▸ **What needs to be done**: After locating the line with "Target: golden brown pastry crust" in the data that follows, return it and every later line exactly, up to and including the line with "x=397, y=118".

Records contained in a dataset:
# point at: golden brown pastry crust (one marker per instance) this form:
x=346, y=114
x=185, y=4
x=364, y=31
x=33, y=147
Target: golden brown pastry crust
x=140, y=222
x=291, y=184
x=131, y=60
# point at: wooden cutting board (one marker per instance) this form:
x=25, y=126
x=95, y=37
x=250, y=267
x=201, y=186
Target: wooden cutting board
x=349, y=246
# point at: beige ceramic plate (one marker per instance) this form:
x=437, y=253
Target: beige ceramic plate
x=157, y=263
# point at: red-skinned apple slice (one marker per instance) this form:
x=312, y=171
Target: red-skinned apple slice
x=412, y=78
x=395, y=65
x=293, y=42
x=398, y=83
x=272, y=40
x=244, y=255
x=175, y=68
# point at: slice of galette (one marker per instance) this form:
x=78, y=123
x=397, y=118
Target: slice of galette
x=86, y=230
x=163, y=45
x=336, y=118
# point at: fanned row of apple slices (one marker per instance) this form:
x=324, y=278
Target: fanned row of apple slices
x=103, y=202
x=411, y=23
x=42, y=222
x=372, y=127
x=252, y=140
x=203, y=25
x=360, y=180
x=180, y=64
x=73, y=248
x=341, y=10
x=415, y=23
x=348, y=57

==

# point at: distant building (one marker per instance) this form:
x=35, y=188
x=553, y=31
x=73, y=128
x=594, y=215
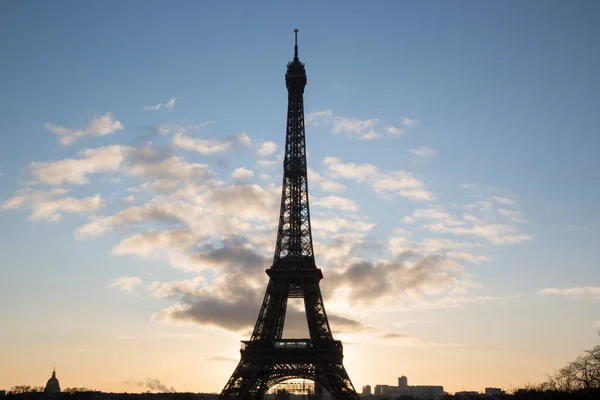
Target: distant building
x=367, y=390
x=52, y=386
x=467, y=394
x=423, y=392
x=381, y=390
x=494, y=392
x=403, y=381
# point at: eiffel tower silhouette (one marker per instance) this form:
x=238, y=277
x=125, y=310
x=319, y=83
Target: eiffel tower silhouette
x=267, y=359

▸ **Answer for the task**:
Target: golden brown pastry crust
x=140, y=222
x=291, y=184
x=131, y=60
# point at: wooden cutting board (one marker per instance) this form:
x=25, y=126
x=95, y=37
x=250, y=267
x=201, y=186
Target: wooden cutting board
x=349, y=246
# point at: beige ceramic plate (one marker per instance) this form:
x=437, y=253
Target: beige ceramic plate
x=157, y=263
# point at: red-skinned apple slice (one marker per instance) this form:
x=312, y=171
Target: red-skinned apple slice
x=412, y=78
x=395, y=65
x=293, y=42
x=398, y=83
x=272, y=40
x=244, y=255
x=175, y=68
# point at: slice of galette (one marker per instance) this form:
x=78, y=123
x=397, y=118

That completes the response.